## Task to complete
Find the line that contains "Every instance of the asphalt". Then set down that line and all the lines after it, to the end of the records, exactly and with nothing added.

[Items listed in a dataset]
----
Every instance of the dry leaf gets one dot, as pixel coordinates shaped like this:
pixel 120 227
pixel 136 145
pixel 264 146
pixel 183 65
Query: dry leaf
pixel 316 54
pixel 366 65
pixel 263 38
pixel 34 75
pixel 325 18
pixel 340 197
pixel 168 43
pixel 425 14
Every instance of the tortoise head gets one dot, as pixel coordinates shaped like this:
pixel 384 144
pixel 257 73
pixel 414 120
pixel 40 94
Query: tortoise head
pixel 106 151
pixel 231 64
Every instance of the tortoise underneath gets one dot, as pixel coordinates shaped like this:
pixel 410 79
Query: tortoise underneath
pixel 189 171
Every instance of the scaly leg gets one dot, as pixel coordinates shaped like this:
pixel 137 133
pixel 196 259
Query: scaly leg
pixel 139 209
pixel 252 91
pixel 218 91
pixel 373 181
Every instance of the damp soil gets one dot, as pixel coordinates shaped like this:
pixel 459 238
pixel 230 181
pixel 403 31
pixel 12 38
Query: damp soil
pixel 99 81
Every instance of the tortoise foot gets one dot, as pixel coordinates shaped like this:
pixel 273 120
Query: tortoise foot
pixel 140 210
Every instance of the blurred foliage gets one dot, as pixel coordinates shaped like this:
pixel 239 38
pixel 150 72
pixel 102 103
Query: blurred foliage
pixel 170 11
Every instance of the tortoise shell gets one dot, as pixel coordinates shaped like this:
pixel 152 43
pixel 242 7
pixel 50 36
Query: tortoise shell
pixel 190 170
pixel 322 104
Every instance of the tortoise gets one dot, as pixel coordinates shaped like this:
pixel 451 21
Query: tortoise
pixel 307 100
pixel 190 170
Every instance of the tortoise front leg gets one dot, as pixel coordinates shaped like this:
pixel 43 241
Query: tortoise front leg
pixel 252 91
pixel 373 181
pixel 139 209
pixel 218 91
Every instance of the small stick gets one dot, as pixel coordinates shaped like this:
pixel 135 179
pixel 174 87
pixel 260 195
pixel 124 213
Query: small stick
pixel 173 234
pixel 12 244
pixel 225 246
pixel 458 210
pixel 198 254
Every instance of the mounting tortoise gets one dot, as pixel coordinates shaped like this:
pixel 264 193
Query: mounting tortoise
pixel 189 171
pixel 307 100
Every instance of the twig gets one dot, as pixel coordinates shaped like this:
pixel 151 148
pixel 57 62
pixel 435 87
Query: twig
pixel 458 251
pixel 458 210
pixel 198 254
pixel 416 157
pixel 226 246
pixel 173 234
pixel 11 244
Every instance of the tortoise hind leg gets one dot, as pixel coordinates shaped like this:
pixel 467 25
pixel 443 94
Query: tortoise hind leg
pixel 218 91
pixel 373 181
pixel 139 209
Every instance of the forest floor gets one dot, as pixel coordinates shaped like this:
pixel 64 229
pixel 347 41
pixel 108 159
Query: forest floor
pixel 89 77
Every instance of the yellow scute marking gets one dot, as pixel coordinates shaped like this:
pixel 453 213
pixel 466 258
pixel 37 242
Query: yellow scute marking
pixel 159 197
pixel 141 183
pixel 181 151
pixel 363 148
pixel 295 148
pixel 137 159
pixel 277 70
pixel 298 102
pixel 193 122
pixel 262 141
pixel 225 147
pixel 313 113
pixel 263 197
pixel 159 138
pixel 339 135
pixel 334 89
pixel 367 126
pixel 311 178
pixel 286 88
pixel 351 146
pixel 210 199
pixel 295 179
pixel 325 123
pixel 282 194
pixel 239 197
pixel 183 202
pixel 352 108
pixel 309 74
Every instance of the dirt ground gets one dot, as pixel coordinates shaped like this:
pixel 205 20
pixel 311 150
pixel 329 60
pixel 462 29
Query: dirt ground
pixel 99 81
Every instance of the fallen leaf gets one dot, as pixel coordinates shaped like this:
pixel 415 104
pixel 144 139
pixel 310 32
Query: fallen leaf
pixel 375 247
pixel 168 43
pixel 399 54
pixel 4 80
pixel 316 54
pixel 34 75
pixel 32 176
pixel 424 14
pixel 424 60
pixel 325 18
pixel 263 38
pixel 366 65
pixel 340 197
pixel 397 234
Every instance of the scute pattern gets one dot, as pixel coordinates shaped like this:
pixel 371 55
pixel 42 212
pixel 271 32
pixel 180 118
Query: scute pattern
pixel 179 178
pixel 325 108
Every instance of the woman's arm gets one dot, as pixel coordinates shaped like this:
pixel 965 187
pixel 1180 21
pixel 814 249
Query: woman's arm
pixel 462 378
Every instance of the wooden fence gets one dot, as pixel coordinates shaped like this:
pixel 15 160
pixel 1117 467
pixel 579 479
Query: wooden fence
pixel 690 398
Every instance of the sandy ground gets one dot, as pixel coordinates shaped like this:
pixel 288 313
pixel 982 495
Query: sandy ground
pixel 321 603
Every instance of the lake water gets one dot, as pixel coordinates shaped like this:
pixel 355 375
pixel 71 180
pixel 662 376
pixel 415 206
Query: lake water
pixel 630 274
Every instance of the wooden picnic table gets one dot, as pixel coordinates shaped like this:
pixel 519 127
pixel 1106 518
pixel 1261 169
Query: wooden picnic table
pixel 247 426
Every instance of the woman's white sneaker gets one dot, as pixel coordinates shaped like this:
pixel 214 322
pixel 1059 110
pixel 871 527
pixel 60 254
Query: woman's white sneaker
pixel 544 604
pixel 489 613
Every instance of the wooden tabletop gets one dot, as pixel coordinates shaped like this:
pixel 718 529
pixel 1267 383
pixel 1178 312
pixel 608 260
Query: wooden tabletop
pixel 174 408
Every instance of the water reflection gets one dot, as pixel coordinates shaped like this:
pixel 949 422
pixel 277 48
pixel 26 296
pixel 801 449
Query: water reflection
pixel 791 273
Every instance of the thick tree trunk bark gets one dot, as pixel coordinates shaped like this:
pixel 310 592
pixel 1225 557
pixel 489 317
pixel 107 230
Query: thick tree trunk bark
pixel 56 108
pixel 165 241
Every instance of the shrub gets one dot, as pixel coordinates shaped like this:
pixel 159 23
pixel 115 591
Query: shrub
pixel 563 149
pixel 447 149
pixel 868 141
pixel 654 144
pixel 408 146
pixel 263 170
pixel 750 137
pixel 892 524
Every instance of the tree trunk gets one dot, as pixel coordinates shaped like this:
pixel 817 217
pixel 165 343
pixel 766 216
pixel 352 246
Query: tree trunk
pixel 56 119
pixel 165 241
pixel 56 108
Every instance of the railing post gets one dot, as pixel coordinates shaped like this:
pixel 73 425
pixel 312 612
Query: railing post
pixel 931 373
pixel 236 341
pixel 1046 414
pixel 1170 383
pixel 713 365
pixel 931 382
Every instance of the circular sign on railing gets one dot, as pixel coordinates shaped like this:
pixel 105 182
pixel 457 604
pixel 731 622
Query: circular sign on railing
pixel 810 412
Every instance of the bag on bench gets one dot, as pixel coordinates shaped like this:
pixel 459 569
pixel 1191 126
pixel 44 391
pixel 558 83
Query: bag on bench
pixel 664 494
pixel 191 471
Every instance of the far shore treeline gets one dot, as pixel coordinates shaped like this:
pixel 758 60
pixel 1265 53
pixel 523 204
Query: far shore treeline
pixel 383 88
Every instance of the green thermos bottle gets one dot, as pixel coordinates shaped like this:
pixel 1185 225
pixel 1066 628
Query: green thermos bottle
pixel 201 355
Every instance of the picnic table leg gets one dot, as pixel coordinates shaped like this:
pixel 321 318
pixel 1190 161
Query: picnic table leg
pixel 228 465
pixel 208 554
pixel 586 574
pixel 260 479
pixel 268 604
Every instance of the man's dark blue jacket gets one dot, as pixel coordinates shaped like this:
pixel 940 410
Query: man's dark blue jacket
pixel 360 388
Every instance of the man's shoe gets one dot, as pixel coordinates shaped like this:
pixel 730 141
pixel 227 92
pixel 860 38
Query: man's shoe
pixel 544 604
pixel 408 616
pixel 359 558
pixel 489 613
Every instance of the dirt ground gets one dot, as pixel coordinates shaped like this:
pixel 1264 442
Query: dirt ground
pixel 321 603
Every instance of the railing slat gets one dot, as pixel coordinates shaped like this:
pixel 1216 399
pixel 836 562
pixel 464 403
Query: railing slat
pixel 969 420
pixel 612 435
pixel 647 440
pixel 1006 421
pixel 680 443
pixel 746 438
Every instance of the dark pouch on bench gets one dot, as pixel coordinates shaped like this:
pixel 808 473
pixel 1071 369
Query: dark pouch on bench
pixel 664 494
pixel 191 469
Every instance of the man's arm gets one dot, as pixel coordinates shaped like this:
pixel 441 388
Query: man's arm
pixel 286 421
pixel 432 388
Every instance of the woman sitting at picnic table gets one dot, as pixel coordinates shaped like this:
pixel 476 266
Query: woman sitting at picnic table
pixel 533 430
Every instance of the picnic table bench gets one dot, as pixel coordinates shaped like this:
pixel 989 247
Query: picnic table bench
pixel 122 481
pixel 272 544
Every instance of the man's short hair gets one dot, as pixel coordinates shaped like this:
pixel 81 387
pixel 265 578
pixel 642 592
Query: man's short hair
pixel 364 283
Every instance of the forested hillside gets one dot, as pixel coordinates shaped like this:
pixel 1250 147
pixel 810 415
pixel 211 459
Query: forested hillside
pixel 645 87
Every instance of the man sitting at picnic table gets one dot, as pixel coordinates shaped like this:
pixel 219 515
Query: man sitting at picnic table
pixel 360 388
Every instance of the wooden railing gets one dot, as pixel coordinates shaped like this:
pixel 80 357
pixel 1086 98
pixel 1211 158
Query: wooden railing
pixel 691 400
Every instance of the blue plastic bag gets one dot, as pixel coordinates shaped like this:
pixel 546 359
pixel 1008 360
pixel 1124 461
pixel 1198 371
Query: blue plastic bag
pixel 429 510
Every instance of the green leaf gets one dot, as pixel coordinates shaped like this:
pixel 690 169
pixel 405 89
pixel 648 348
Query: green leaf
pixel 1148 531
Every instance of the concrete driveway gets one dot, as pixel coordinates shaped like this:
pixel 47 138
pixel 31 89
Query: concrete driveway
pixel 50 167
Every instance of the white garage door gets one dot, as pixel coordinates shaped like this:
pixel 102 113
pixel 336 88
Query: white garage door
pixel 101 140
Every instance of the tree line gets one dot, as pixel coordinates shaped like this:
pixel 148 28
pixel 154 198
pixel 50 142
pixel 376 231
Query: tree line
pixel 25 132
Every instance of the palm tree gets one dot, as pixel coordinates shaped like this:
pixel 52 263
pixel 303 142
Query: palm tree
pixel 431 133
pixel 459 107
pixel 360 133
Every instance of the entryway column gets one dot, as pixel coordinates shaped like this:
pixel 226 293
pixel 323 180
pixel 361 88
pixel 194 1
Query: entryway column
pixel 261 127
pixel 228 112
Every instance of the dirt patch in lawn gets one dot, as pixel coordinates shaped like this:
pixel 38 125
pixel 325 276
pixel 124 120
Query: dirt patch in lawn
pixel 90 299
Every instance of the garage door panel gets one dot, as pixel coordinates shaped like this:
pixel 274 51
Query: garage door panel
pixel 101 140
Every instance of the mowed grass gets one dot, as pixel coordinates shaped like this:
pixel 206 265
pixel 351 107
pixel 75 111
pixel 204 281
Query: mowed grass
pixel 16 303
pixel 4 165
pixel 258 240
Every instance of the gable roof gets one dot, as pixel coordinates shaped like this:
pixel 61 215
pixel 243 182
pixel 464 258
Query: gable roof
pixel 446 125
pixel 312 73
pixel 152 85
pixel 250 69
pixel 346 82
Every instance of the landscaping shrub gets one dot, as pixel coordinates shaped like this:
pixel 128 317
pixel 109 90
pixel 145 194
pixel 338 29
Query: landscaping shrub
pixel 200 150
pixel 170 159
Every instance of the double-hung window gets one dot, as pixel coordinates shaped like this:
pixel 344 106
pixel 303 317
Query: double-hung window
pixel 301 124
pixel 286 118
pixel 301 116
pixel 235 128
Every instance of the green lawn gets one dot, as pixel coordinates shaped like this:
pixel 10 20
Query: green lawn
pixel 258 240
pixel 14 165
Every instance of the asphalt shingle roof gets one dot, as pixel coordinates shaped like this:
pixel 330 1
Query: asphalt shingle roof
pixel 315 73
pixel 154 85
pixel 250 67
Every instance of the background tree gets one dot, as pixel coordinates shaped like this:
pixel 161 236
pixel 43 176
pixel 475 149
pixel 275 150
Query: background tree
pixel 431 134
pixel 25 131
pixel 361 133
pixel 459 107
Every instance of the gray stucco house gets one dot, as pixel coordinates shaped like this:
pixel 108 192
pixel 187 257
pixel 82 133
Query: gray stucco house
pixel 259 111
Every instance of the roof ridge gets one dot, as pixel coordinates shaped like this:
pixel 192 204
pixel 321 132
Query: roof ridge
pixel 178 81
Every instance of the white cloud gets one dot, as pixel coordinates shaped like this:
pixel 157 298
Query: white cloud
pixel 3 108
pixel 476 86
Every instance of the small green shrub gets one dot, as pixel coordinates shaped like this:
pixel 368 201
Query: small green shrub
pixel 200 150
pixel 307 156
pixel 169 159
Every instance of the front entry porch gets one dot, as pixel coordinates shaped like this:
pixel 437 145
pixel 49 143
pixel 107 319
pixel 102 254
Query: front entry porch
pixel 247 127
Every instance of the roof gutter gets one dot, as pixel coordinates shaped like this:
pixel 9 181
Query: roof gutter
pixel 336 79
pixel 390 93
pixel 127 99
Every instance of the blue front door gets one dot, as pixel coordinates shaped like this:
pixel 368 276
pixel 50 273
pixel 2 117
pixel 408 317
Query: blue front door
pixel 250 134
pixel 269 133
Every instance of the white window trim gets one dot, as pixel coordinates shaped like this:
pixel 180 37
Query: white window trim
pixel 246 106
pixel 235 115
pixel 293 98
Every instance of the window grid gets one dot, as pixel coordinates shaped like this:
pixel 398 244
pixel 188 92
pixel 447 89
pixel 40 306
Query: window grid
----
## Completed exercise
Every instance of the asphalt shingle roof gets one dot, as pixel coordinates shaped like this:
pixel 330 1
Query: asphalt shingle roof
pixel 315 73
pixel 154 85
pixel 250 67
Every instance of the background tree gets one dot, as pixel coordinates shaped like this:
pixel 161 236
pixel 43 176
pixel 475 149
pixel 275 150
Query: background tree
pixel 431 134
pixel 25 131
pixel 361 133
pixel 459 107
Every instance of the gray stucco house gets one dot, as pixel coordinates shaped like this:
pixel 108 192
pixel 187 257
pixel 82 133
Query: gray stucco house
pixel 259 111
Every instance of the roof ridge gets one dot, as pixel coordinates shaped like this:
pixel 192 204
pixel 321 132
Query: roof ridge
pixel 178 81
Every instance of the white cloud gets one dot, as pixel coordinates shaped like this:
pixel 157 298
Query: white cloud
pixel 3 108
pixel 476 86
Every instance of the small green shrub gets one dot, as pixel coordinates shaped like this:
pixel 368 201
Query: small green shrub
pixel 200 150
pixel 307 156
pixel 169 159
Every instance of the front entry porch gets one dot, as pixel coordinates shaped like this:
pixel 437 145
pixel 49 143
pixel 107 319
pixel 102 254
Query: front entry porch
pixel 247 127
Every instance of the roof gutter gets one dot, as pixel coordinates shaped like this:
pixel 9 181
Query: roof gutter
pixel 336 79
pixel 390 93
pixel 127 99
Every instance of the blue front door gets one dot, as pixel coordinates shaped like this:
pixel 368 276
pixel 50 273
pixel 2 117
pixel 408 317
Query: blue front door
pixel 250 134
pixel 269 133
Every instance of the white window trim gets one dot, as pixel coordinates shaped like this:
pixel 180 37
Query: white window trim
pixel 246 106
pixel 235 115
pixel 293 98
Every instance of the window grid gets one dot, as pixel coordinates shaped like this:
pixel 398 244
pixel 188 92
pixel 447 89
pixel 40 306
Query: window grid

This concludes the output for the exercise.